* **What to work on**: Revise the data below so that "Indicate" becomes "Mark" everywhere it occurs, keeping everything else the same.

* **Position identification data**:

◇ ◇ ◇ ◇

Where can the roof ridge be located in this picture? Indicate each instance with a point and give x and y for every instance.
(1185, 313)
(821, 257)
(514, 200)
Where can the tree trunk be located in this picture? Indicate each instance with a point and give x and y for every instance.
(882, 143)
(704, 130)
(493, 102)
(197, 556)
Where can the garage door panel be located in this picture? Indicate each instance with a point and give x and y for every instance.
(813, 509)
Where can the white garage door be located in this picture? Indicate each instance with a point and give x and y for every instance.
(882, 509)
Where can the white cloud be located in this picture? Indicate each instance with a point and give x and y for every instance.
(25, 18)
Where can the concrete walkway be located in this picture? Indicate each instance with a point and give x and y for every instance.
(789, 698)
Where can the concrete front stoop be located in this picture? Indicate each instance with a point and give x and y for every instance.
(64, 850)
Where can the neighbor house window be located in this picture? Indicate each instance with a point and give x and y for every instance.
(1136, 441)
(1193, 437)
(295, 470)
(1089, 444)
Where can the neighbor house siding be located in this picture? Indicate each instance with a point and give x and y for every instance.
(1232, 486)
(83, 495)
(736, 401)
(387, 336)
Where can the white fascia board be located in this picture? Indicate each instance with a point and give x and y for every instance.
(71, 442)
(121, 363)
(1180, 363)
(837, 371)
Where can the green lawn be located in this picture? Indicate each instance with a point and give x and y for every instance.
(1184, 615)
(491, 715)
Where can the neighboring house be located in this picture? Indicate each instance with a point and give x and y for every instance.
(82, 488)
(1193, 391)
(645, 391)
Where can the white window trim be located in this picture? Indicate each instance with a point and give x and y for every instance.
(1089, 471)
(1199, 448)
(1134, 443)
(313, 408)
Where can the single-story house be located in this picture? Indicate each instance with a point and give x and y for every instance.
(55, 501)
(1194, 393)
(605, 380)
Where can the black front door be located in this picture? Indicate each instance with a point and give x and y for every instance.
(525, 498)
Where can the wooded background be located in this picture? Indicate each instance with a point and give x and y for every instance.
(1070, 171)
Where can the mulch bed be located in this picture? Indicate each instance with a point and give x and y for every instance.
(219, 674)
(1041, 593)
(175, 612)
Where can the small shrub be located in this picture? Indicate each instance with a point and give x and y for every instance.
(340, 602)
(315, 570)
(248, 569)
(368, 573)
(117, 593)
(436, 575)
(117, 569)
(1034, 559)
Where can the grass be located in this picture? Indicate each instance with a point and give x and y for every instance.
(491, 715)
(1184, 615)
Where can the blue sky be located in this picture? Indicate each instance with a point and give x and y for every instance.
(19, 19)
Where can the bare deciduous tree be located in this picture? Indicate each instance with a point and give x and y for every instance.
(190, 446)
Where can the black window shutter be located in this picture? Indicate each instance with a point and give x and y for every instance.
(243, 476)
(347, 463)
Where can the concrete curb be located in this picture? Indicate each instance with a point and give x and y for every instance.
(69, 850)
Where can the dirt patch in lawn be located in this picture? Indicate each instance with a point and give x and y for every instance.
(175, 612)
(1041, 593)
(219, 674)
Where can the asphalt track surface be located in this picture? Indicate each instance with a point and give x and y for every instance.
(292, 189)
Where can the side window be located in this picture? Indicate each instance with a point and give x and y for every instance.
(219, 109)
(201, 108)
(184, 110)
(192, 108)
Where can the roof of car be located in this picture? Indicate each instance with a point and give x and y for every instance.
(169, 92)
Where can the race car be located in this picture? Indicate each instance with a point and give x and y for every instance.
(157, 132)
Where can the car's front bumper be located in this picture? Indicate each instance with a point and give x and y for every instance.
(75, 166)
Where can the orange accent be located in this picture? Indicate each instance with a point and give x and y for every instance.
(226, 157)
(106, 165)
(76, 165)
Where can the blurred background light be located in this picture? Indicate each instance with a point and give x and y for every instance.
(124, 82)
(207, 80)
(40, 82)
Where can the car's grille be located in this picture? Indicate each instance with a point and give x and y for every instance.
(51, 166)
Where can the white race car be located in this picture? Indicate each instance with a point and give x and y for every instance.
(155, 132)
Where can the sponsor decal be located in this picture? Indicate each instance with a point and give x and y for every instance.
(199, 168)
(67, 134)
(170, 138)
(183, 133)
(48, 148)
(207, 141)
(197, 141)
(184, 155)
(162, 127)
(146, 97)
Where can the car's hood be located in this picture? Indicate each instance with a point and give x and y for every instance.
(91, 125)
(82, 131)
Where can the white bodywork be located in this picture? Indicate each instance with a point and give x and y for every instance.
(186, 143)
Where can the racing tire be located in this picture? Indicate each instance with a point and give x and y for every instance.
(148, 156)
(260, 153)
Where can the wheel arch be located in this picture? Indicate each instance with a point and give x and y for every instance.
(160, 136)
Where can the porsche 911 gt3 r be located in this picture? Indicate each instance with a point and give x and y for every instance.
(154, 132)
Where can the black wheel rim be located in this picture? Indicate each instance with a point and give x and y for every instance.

◇ ◇ ◇ ◇

* **Output of the task**:
Where can the roof ridge be located in this picture? Mark each instance with a point and give x and y for every instance.
(1185, 313)
(821, 257)
(514, 200)
Where can the tree trunk be located in this picture? Mark each instance with a point and give x and y for every instance.
(882, 143)
(704, 130)
(493, 102)
(197, 556)
Where can the garage door panel be located in this picture? Mark each instance with a point and give x and y for every instance.
(813, 509)
Where can the white garage door be located in this picture? Mark each instance with a point and give x and y for every instance.
(882, 509)
Where can the white cloud be located in this picture? Mark each instance with a point and give x and y for every instance.
(25, 18)
Where can the concrete walkway be located in this picture? Mark each instance with a point and give x and y for every instance.
(789, 698)
Where can the concrete front stoop be located in this picture? Mark each instance with a point and give x and y for every instance.
(64, 850)
Where can the neighbor house window be located in this picture? Mark each instance with a point and give x and y for every instance.
(1136, 441)
(1193, 437)
(295, 470)
(1089, 444)
Where can the neighbor house siding be located in this picture? Mark each instance with a point and give x and y for every instance.
(1232, 486)
(83, 495)
(736, 401)
(387, 336)
Where can the white fascia board be located in this picture? Mark each instance with a point and give x and y for every instance.
(71, 442)
(121, 363)
(1180, 363)
(837, 371)
Where can the green lawn be located in this picture? Mark each instance with a point and give x and y for every instance.
(1184, 615)
(491, 715)
Where can the neighboring house be located in this picture? Mark each instance with a point and give x and y for every instance.
(82, 488)
(1193, 391)
(645, 391)
Where can the white window trim be located in this picture? Mark each instance with a point and give x and y for every instance.
(1089, 471)
(1199, 448)
(1134, 443)
(313, 408)
Where can the single-story house be located in this picture? Mark each instance with a point and give x and y for every instance.
(55, 501)
(1194, 393)
(605, 380)
Where can the black front door be located in this picture? Mark each instance with a point and give x and y for every instance.
(525, 498)
Where can the wooded background be located in this picture? Mark each instance with a point and give x and y for every instance.
(1070, 171)
Where can the mulch bed be located in this picture? Mark each instance with a point and give x and y for every instance.
(219, 674)
(1041, 593)
(175, 612)
Where can the small shrub be located in this picture? Mark each instance with a point and give x and y for every instance.
(340, 602)
(315, 570)
(248, 569)
(368, 573)
(117, 593)
(436, 575)
(117, 569)
(1034, 559)
Where can the grass be located in this picture? Mark each instance with a point and give x and y for every instance.
(491, 715)
(1184, 615)
Where can the blue sky be located in this picture? Mark each instance with a point and give x and y for every instance.
(19, 19)
Where can the bare deciduous tree be located in this picture? Mark each instance with a point and give x and y for every instance.
(190, 446)
Where can the black window shutter be located in this picture? Mark each instance with a point and give x and y for every instance.
(243, 476)
(347, 463)
Where can the concrete curb be located in this picture? Mark each instance with a point and give x and y for every instance.
(69, 850)
Where can the dirt patch in lawn be located in this picture? Mark each instance with a point and give x and y for every instance.
(175, 612)
(1041, 593)
(219, 674)
Where can the asphalt track surface be located in this picture? Mark each instance with a point and give x and y for every instance.
(292, 189)
Where can the side window be located in this picture? Mark each instance with a point and give x and y for every instance.
(219, 109)
(201, 108)
(184, 110)
(192, 108)
Where can the roof of car be located in this picture? Mark each instance with a point and give x and y for every instance.
(169, 92)
Where can the race car be located in this picture? Mark each instance with a point and give x and y for every instance.
(157, 132)
Where can the car's front bumper be located in this picture? Mark each instance with a point and give x and y for every instance.
(75, 166)
Where can the orange accent be located in this picture? Mark each instance with a point and give x and y for every instance.
(226, 157)
(106, 165)
(76, 165)
Where can the blurred background light be located in this picture? Mark each instance with a point and give x and y for every instance.
(124, 82)
(207, 80)
(40, 82)
Where can the car's grille be located in this picture? Mark each instance with a point and give x and y for every instance.
(51, 166)
Where can the white race car be located in this picture? Mark each instance with a point and give x and y for every instance.
(155, 132)
Where can the sponsor decal be located in this picture? Mark each instance with a point and give x and y for every instance.
(199, 168)
(67, 134)
(170, 138)
(183, 133)
(48, 148)
(207, 141)
(197, 141)
(184, 155)
(162, 127)
(146, 97)
Where can the car's hood be located in this picture? Mark each instance with a point and give x and y for every instance.
(91, 125)
(82, 131)
Where can the white bodywork be located in this picture? Mark each instance with a point and give x and y for every instance.
(186, 143)
Where can the racing tire be located in this picture? Mark each instance with a point and give x and y for every instance.
(148, 156)
(260, 153)
Where can the wheel arch be located in this picture? Mark each instance with a point and give x and y for every instance.
(160, 136)
Where can the porsche 911 gt3 r be located in this picture? Mark each instance with a point and give x and y for every instance.
(154, 132)
Where can the black wheel rim be located in this picture? Mark each instance with a point and give x and y for every instance.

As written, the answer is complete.